#### DATA FOR PROCESSING:
+ + + + +

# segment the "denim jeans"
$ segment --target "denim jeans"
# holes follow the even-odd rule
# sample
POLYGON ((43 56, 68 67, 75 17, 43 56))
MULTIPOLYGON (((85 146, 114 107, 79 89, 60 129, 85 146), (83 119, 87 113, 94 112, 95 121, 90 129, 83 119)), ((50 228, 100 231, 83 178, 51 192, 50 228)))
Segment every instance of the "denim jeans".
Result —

+ + + + +

#### EXERCISE INSTRUCTIONS:
Transcribe every row above verbatim, keeping each character, space, and line break unchanged.

#### CORRECT OUTPUT:
# segment the "denim jeans"
$ segment --target "denim jeans"
# holes follow the even-odd rule
# sample
POLYGON ((43 56, 68 67, 75 17, 43 56))
MULTIPOLYGON (((85 146, 114 107, 79 89, 60 129, 85 146), (83 119, 87 113, 94 112, 95 121, 90 129, 83 119)), ((50 228, 100 231, 83 178, 51 192, 50 228)))
Segment every instance of the "denim jeans".
Result —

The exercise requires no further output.